■ **DIRECTION 1**:
Collect every line in the records that contains the word "arched" and copy each one out.

■ **SELECTED EXCERPT**:
+++++

Since we have zero info about the original requester, I am indeed guessing 
here. 
That can often be a bad thing to do. My *guess* is that this is somebody who
simply wants a working device. If so, there are a lot of bumps in the road that
they need to understand. If the answer is “I want a simple NTP server that is 
setup 
and forget”, this is probably not the way to go. 

Bob

 On May 1, 2015, at 9:55 PM, paul swed paulsw...@gmail.com wrote:
 
 Bob brings up all the additional details that are the reality of dealing
 with teh older gear. Especially the date offsets because of the 1024 week
 cycle. That is a real pain.
 But the reason to spend time on something like this is to understand
 something and to learn.
 I picked up the austron 2000 gps because it was a useful rack mount box.
 Then realized some of its unique qualities. That was the driver for
 reviving it.
 I was lucky that I was able to obtain some operational data and then later
 schematics. BUT it was still a heck of a reverse engineering and adapting
 process.
 I am pretty sure I shared that on time-nuts and will guess that must be 5
 years ago now.
 Regards
 Paul
 WB8TSL
 
 On Thu, Apr 30, 2015 at 5:58 PM, Bob Camp kb...@n1k.org wrote:
 
 Hi
 
 I guess the first question would be:
 
 Are we sure it’s an AL-AK and not an XL-AK?
 
 Past that it becomes a fairly involved process of, is it worth real money
 to get this up and running?

+++++

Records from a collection
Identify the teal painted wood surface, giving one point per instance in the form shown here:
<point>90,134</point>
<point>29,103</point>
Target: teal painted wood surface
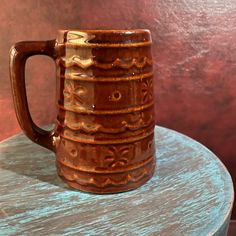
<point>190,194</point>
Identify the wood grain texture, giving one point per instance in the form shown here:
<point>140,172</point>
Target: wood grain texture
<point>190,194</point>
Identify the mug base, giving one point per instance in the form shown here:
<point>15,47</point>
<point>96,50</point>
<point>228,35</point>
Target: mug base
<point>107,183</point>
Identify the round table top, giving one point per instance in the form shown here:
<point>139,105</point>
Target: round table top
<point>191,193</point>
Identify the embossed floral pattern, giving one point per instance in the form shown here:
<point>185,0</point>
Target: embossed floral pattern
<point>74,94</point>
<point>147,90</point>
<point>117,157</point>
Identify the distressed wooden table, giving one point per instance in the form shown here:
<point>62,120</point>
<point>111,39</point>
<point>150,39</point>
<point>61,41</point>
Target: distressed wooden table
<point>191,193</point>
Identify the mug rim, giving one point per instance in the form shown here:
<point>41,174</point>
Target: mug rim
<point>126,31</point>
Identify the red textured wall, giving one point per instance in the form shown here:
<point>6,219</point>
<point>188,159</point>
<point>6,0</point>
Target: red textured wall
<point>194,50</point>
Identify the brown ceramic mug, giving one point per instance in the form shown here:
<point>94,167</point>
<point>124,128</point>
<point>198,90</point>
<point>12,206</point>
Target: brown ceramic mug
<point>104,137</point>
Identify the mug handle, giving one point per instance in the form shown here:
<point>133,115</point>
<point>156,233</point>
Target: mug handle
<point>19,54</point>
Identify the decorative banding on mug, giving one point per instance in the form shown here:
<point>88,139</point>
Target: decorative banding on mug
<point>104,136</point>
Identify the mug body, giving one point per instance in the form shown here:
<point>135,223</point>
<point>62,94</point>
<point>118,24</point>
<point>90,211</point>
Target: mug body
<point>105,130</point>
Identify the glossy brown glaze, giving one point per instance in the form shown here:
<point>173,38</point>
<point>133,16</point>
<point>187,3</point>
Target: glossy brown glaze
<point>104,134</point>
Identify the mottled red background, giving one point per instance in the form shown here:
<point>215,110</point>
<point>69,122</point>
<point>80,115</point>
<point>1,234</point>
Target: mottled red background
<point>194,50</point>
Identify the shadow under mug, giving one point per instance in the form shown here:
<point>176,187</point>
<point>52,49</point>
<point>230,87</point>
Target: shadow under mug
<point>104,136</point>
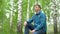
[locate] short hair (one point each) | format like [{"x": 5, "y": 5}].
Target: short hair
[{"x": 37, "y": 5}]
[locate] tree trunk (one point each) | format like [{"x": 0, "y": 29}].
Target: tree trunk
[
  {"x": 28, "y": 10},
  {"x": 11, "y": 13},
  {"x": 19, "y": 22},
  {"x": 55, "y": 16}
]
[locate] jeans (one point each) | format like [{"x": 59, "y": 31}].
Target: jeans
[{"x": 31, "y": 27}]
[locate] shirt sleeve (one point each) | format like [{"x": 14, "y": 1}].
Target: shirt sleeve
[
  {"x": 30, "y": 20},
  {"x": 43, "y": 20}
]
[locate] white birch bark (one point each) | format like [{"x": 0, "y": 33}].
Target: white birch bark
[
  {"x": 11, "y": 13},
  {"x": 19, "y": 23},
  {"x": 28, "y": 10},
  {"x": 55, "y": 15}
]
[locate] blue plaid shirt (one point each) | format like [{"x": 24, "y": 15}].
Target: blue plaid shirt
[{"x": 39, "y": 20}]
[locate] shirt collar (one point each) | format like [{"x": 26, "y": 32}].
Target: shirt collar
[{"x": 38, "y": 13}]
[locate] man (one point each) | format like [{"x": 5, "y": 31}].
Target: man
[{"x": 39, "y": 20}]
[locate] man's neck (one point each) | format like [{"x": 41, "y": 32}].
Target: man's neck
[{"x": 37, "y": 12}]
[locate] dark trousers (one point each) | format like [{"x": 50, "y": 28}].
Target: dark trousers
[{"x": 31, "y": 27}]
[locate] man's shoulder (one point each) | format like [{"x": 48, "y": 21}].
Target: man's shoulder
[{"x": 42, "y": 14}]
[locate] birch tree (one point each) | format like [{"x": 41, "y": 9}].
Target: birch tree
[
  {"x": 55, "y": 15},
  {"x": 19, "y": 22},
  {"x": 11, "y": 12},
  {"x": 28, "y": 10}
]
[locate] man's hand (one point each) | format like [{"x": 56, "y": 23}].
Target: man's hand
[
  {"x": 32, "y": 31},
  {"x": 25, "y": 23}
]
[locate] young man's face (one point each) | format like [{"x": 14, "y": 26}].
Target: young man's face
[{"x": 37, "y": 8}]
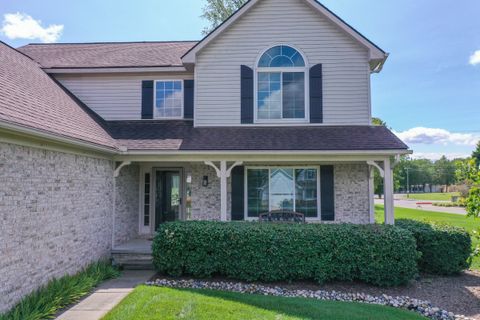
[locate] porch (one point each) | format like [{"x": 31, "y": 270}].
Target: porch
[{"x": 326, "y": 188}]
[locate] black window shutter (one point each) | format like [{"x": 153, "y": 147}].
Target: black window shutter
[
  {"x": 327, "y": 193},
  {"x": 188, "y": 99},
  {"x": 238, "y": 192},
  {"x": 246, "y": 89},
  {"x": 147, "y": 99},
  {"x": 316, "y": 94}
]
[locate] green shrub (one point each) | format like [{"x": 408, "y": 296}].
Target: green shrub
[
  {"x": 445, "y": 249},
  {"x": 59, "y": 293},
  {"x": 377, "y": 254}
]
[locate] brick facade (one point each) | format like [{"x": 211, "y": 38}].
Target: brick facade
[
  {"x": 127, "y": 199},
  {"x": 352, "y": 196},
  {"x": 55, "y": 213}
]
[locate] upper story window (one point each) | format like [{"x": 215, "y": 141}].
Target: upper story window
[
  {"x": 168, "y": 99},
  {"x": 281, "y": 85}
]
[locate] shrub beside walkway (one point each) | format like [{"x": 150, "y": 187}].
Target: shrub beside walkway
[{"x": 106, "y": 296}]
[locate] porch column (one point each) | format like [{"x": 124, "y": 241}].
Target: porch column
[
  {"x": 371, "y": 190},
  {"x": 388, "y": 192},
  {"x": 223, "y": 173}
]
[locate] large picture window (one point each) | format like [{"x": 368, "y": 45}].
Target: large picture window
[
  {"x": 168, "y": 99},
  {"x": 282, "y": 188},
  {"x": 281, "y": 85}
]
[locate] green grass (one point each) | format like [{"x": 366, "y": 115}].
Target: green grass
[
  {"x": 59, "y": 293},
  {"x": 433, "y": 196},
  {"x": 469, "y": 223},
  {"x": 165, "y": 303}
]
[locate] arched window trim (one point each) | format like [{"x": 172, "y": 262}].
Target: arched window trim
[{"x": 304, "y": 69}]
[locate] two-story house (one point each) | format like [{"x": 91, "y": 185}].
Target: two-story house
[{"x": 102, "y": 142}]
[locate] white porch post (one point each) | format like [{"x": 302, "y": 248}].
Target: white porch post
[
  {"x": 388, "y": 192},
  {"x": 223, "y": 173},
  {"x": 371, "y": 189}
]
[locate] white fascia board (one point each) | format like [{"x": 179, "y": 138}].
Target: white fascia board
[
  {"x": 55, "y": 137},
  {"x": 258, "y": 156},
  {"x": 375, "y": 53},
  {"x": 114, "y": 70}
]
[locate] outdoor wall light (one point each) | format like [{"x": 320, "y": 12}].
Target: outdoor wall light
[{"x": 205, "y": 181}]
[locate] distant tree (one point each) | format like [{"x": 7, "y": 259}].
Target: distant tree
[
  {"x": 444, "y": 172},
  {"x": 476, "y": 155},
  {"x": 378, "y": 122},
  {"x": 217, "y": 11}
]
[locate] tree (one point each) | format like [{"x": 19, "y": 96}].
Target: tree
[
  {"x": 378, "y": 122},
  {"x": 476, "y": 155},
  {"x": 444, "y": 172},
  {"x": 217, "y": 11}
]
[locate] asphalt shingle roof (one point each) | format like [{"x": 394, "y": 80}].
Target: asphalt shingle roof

+++++

■ **DIRECTION 2**:
Write what comes next in the email exchange about getting older GPS timing gear running, starting right after its last sentence.

■ **TASK ANSWER 1**:
[locate] arched window trim (one point each) | format like [{"x": 172, "y": 262}].
Target: arched window trim

■ **TASK ANSWER 2**:
 If we are talking about a $20 eBay find that is worth another $5 to have
 somebody else get it running, the
 conversation is a real short one.
 
 If the AL-AK has some inherent value (it’s a working GPS disciplined Cs
 maybe) then putting a few hundred
 dollars into checking it out and getting it running might make sense. If
 it’s like most of the parts from that
 era, the delta between getting it checked and getting it running is pretty
 small.
 
 Once you *do* have it running, what do you have?
 
 1) Leap second problems
 2) GPS year rollover problems
 3) Tracking issues
 4) A noisy receiver with very few correlators
 5) Software support issues
 
 This is an unusual box that is at least 20 years old. It *will* have at
 least some of the listed issues and
 may have all of them. Fixing them will be impossible.
 
 
 
 Why bring up all of the negatives? I for one have been sucked into this
 kind of thing a *lot* of times
 in the past. Just a few more this or that and it’ll be running fine. Much
 better to figure out the likely
 cost and outcome first. That’s *very* hard to do, and even harder to
 follow through on. If you can’t
 do the work yourself, the cost isn’t just lost time. This can cost real
 cash.
 
 Bob
 
 
 On Apr 30, 2015, at 12:50 PM, Tom Van Baak t...@leapsecond.com wrote:
 
 I received this email. Anyone have a good answer?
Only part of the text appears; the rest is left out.